━━━━━ DOCUMENT EXCERPT ━━━━━
The dielectric layer 111 according to an embodiment may include a secondary phase disposed in the triple point 30. Herein, the secondary phase may include dysprosium (Dy), aluminum (Al), and silicon (Si) elements.

The secondary phase may refer to a new phase precipitated after firing the dielectric green sheet stack. In other words, if the dielectric green sheet stack obtained by using a dielectric slurry prepared by mixing a barium titanate-based main component and a subcomponent corresponding to an additive is fired, the additive such as a rare earth element may be not solid solved into a barium titanate lattice but precipitated in a form of the secondary phase.

In addition, Dy, Al, and Si included in the secondary phase are each chemically combined and present in the form of a compound.

If more than one triple point 30 exists in the dielectric layer, the secondary phase may be included in at least one among the plurality of triple points 30.

As a content of the additive, for example, a rare earth element such as Dy and the like, which is added with the barium titanate-based main component in order to form a dielectric layer, is increased, because temperature characteristics such as a temperature coefficient of capacitance (TCC) may be increasingly deteriorated, but there is an effect of improving reliability, it is difficult to simply reduce the content of the additive. Accordingly, an embodiment is not to reduce the content of the additive but to improve temperature characteristics such as TCC characteristics, while still maintaining reliability characteristics through a solid-solution difference of the additive in the barium titanate-based main component. That is, according to an embodiment, when a secondary phase including Dy, Al, and Si is located at the triple point 30 within the dielectric layer 111, high-temperature TCC (capacitance change rate) characteristics can be improved while maintaining high reliability by suppressing solid-solution of additives in the barium titanate dielectric.
━━━━━ SUPPLIED RECORDS ━━━━━
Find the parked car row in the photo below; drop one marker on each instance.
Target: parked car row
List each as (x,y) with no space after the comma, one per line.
━━━━━
━━━━━ SUPPLIED RECORDS ━━━━━
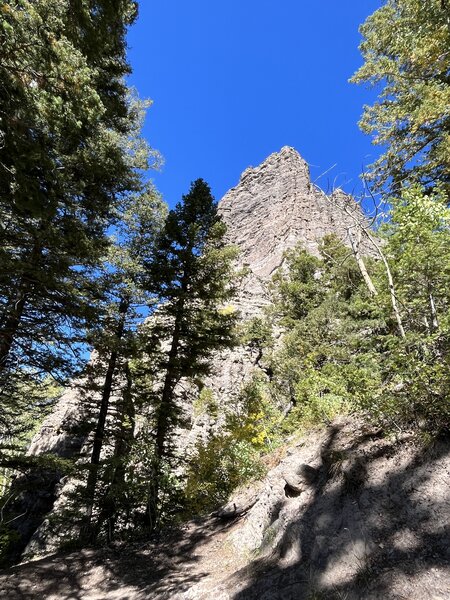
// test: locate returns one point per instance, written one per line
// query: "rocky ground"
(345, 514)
━━━━━
━━━━━ SUPPLIED RECORDS ━━━━━
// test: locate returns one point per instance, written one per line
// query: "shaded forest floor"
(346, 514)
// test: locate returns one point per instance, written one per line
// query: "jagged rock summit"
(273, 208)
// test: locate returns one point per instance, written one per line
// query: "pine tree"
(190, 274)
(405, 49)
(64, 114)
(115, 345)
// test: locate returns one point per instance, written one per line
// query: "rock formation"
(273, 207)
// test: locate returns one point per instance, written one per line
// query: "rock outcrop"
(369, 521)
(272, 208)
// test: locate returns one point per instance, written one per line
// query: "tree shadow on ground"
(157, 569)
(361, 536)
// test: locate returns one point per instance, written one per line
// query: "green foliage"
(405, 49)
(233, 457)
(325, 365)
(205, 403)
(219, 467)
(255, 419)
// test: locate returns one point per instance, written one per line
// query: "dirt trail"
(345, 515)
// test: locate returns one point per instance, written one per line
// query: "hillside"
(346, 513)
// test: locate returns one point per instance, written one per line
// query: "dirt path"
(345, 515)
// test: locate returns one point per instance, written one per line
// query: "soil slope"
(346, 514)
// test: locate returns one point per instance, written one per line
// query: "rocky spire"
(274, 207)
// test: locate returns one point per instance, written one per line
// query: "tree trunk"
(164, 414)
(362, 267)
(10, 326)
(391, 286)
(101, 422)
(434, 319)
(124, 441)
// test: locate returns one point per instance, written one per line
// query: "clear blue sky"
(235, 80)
━━━━━
SHORT PROBLEM>
In the dielectric layer excerpt, which three elements does the secondary phase at the triple point include?

CORRECT RESULT>
Dysprosium (Dy), aluminum (Al), and silicon (Si).